PROBLEM TO WORK ON: An exact copy of the entries is needed, with every picture left out.

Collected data
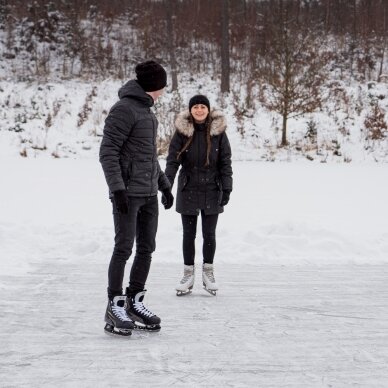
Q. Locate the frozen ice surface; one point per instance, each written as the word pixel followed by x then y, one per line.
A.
pixel 301 263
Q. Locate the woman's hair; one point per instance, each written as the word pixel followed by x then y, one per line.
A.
pixel 208 123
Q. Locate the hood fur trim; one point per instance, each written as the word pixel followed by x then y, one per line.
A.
pixel 184 125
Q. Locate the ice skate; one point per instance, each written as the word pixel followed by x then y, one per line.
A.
pixel 116 318
pixel 186 284
pixel 209 283
pixel 141 316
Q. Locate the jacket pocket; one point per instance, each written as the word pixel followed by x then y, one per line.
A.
pixel 219 184
pixel 129 171
pixel 183 181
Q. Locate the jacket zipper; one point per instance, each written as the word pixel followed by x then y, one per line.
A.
pixel 153 153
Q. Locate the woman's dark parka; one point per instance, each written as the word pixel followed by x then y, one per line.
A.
pixel 128 151
pixel 200 186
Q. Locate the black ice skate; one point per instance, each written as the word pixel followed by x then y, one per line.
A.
pixel 116 318
pixel 141 316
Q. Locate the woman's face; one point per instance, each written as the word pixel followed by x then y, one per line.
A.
pixel 199 112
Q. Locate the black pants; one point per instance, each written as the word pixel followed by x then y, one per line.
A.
pixel 209 224
pixel 141 223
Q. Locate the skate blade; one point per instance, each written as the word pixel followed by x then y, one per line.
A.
pixel 211 292
pixel 150 328
pixel 111 330
pixel 182 293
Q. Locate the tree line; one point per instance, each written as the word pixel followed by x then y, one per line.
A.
pixel 285 49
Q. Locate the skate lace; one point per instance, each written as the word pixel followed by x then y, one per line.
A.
pixel 139 307
pixel 120 313
pixel 186 277
pixel 210 276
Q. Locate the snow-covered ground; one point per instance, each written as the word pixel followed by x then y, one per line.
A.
pixel 302 263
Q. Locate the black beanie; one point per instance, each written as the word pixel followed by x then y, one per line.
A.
pixel 151 76
pixel 199 99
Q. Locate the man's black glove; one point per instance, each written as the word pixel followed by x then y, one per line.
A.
pixel 121 201
pixel 167 198
pixel 225 198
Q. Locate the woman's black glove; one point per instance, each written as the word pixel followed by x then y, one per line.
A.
pixel 121 201
pixel 225 198
pixel 167 198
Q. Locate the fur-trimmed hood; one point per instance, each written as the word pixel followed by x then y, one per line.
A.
pixel 184 124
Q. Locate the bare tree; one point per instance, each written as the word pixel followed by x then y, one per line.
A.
pixel 171 44
pixel 293 72
pixel 225 60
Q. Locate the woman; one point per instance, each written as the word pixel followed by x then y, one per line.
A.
pixel 200 146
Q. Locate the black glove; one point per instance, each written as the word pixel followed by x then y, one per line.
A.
pixel 121 201
pixel 225 198
pixel 167 198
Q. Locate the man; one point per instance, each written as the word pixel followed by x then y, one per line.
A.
pixel 128 155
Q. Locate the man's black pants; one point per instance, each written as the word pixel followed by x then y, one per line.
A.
pixel 141 223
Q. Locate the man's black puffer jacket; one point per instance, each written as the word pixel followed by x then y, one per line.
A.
pixel 128 151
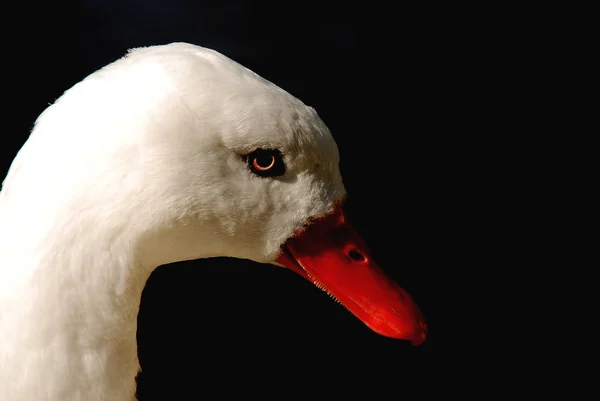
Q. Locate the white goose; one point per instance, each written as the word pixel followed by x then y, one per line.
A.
pixel 171 153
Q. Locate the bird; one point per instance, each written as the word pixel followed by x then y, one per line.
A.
pixel 173 152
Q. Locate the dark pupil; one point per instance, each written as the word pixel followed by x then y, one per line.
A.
pixel 264 160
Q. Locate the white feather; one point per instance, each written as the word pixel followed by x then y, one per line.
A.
pixel 139 165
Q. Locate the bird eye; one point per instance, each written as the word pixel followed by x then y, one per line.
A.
pixel 266 162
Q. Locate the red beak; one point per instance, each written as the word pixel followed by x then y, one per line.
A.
pixel 330 254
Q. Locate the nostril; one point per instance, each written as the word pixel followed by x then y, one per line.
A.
pixel 356 255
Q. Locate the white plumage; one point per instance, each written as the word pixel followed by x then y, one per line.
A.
pixel 139 165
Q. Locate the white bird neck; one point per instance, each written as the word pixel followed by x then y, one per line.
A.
pixel 75 303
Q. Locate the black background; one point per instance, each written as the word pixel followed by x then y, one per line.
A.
pixel 402 90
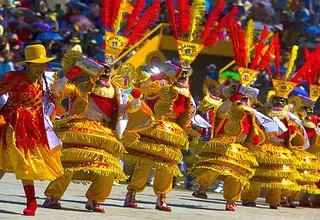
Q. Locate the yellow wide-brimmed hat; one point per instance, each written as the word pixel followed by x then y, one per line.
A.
pixel 35 54
pixel 74 40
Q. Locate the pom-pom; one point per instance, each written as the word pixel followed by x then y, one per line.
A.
pixel 136 93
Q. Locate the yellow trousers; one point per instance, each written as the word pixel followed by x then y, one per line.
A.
pixel 273 196
pixel 231 188
pixel 252 193
pixel 98 191
pixel 291 194
pixel 162 183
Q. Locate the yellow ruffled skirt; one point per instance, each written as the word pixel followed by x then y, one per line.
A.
pixel 223 155
pixel 90 147
pixel 277 167
pixel 308 167
pixel 159 146
pixel 38 163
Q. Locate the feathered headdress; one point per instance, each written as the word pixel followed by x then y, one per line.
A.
pixel 123 30
pixel 186 27
pixel 309 72
pixel 248 67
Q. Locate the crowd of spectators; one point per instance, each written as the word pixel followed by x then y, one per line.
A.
pixel 77 24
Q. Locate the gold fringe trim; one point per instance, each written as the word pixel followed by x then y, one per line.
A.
pixel 273 153
pixel 170 133
pixel 158 150
pixel 109 144
pixel 226 162
pixel 87 154
pixel 171 167
pixel 224 171
pixel 232 150
pixel 118 175
pixel 290 174
pixel 310 188
pixel 286 185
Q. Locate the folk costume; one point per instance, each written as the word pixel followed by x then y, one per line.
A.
pixel 155 138
pixel 281 161
pixel 235 128
pixel 92 149
pixel 303 107
pixel 24 146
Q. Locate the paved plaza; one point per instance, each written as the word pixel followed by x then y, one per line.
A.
pixel 184 206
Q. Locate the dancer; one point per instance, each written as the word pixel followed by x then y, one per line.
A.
pixel 279 157
pixel 91 150
pixel 25 145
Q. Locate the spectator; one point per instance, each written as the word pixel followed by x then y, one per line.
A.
pixel 302 14
pixel 74 45
pixel 6 65
pixel 59 11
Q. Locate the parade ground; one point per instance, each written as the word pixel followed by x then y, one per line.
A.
pixel 12 202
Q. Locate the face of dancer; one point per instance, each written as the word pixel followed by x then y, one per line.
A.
pixel 278 103
pixel 36 69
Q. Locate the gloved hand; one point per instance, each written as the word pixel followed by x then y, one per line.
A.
pixel 73 72
pixel 256 139
pixel 235 97
pixel 136 93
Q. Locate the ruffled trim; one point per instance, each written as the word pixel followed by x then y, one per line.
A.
pixel 227 162
pixel 224 171
pixel 273 153
pixel 158 150
pixel 233 150
pixel 102 169
pixel 83 153
pixel 136 158
pixel 282 184
pixel 168 132
pixel 289 173
pixel 311 188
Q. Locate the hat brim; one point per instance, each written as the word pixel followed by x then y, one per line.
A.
pixel 40 60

ANSWER FOR THE TASK:
Q. Locate the frozen ice surface; one point per instance, each written as the word pixel followed by x then y, one per line.
A.
pixel 301 263
Q. Locate the woman's hair; one point per instance, each written as the word pixel followed by x then y, one per line.
A.
pixel 208 123
Q. Locate the hood fur trim; one point per instance, each written as the word pixel followed by x then y, one per line.
A.
pixel 184 125
Q. Locate the ice skate; one point per instance, each written as the word pixel followed by x then y, one per line.
A.
pixel 116 318
pixel 186 284
pixel 209 283
pixel 141 316
Q. Locate the jacket pocket; one point per instance, each written as the word pixel followed by x then y, one per line.
A.
pixel 219 184
pixel 129 171
pixel 183 181
Q. Locate the jacket zipper; one point per instance, each written as the word pixel followed by x then y, one per line.
A.
pixel 153 153
Q. Locate the woman's dark parka; one point per instance, each written as the word pixel followed by x then y, one per line.
A.
pixel 128 151
pixel 200 186
Q. Locate the black ice skate; one point per instance, each written as the word pixel followed by x then y, one per line.
A.
pixel 116 318
pixel 141 316
Q. Locate the woman's face; one point per instance, each written as the word pixel followed by x then y, one per line.
A.
pixel 199 112
Q. Locate the black pants; one point per instance, each written as the word pixel followed by x then y, one per line.
A.
pixel 209 224
pixel 141 223
Q. Locate the skate blade; one point per instance, each written as the word pixel followed by x then y, one per line.
A.
pixel 211 292
pixel 150 328
pixel 111 330
pixel 182 293
Q. Locate the tree line; one point per instance, each written as the word pixel followed by x then y, one per line.
A.
pixel 285 49
Q. Locate the skate lace; one point per instance, each written as the word pixel followed by x then y, one per line.
A.
pixel 139 307
pixel 120 313
pixel 186 277
pixel 210 276
Q. Locate the snow-covered ground; one point per instance, each written as the word pixel followed by x then y, one per line.
A.
pixel 302 263
Q. Locate the black beanie; one point per instance, each written as the word pixel followed by x then y, one per line.
A.
pixel 151 76
pixel 199 99
Q. Locate the man's black glove; one point per instance, each written as the word pixel followed by x then y, one per line.
A.
pixel 121 201
pixel 167 198
pixel 225 198
Q. Locate the woman's black glove; one point per instance, each written as the word pixel followed by x then y, one per line.
A.
pixel 121 201
pixel 225 198
pixel 167 198
Q. Locate the fur-trimmed hood; one point per instance, each written as the word pixel followed by x then y, one per line.
A.
pixel 184 124
Q. Locate the bare tree; one point per instance, each written as the word pixel followed by x then y, one per line.
A.
pixel 171 44
pixel 293 72
pixel 225 60
Q. Locate the woman; one point per instance, each written as the word pixel followed by x then y, one per line.
A.
pixel 200 146
Q. Locate the black glove; one point per instance, each written as the word pixel followed by x then y, one per line.
A.
pixel 121 201
pixel 225 198
pixel 167 198
Q. Locate the man; one point per instance, each written as the word pixel followed by x then y, one per line.
A.
pixel 128 155
Q. Locate the man's black pants; one point per instance, each written as the word pixel followed by x then y, one per line.
A.
pixel 141 223
Q. Locate the man's black puffer jacket; one point per instance, each written as the word pixel followed by x then y, one per line.
A.
pixel 128 151
Q. Locate the white goose; one point per instance, each written as the word pixel followed by x then y, one per line.
A.
pixel 171 153
Q. Locate the bird; one point per instance, each written as the word pixel followed by x then y, one per line.
A.
pixel 173 152
Q. Locate the dark pupil; one point per instance, each written as the word pixel followed by x then y, one per line.
A.
pixel 264 160
Q. Locate the white feather; one point per instance, each written as the word pixel followed by x then y, one per line.
A.
pixel 139 165
Q. Locate the bird eye; one point per instance, each written as the word pixel followed by x then y, one per line.
A.
pixel 266 162
Q. Locate the red beak; one point per instance, each written as the word pixel followed by x then y, one per line.
A.
pixel 330 254
Q. Locate the nostril; one point per instance, each written as the word pixel followed by x then y, one per line.
A.
pixel 356 255
Q. Locate the white plumage; one point per instance, each written as the word pixel followed by x then y, one per line.
A.
pixel 139 165
Q. Locate the white bird neck; one point per instance, each written as the word pixel followed by x then y, one per line.
A.
pixel 75 303
Q. Locate the black background; one point per instance, each written as the word pixel followed by x then y, one per line.
A.
pixel 402 90
Q. Locate the yellow wide-brimmed hat; one point per instance, each written as the word pixel followed by x then y, one per line.
A.
pixel 35 54
pixel 74 40
Q. Locate the pom-pom; one point per instance, each written as the word pixel followed by x then y, one per line.
A.
pixel 136 93
Q. Locate the yellow trousers; one point per instance, each written as the word pixel followed by x then y, one per line.
A.
pixel 273 196
pixel 231 188
pixel 252 193
pixel 98 191
pixel 291 194
pixel 162 183
Q. Locate the yellow ruffled skirt; one point per instance, each written as the word pixel followed by x then y, one per line.
A.
pixel 223 155
pixel 90 147
pixel 277 167
pixel 308 167
pixel 159 146
pixel 38 163
Q. Locate the feathered headdress; one point per instance, each written as the word pixel followed by x then y, one per line.
A.
pixel 123 30
pixel 186 27
pixel 309 72
pixel 248 67
Q. Locate the crowd of spectators; one point per instance, each written as the word pixel followed by x then y, one per line.
A.
pixel 77 24
Q. Locate the gold fringe trim; one point per instance, each written as the word pixel followed by x then y, one per line.
A.
pixel 273 153
pixel 170 133
pixel 158 150
pixel 109 144
pixel 226 162
pixel 87 154
pixel 171 167
pixel 224 171
pixel 232 150
pixel 118 175
pixel 290 174
pixel 310 188
pixel 286 185
Q. Locate the folk costume; one point per instance, each written as the word pixel followed by x then y, one per line.
A.
pixel 155 138
pixel 281 161
pixel 235 128
pixel 92 149
pixel 303 107
pixel 24 146
Q. Locate the paved plaza; one point per instance, each written as the word pixel followed by x then y, one per line.
A.
pixel 184 206
Q. Locate the dancer; one point per instance, each written as the word pixel followed by x then y, one per line.
A.
pixel 279 157
pixel 91 150
pixel 25 145
Q. Locate the spectator; one point per instance, each written as the word pixel followed by x then y, one per line.
A.
pixel 302 14
pixel 74 45
pixel 6 65
pixel 59 11
Q. Locate the parade ground; one point per instance, each written as the word pixel followed by x then y, one per line.
A.
pixel 12 202
Q. Locate the face of dancer; one point per instance, each written as the word pixel followed by x then y, one per line.
A.
pixel 278 103
pixel 36 69
Q. Locate the gloved hand; one point per instance, each written as the word pixel followed by x then y, one per line.
A.
pixel 73 72
pixel 256 139
pixel 235 97
pixel 136 93
Q. Locate the ruffled trim; one point per instance, each written as the word pixel followed by x then y, one per line.
A.
pixel 227 162
pixel 224 171
pixel 273 153
pixel 158 150
pixel 233 150
pixel 102 169
pixel 83 153
pixel 136 158
pixel 282 184
pixel 168 132
pixel 289 173
pixel 311 188
Q. Locate the hat brim; one point per instance, each written as the word pixel followed by x then y, one per line.
A.
pixel 40 60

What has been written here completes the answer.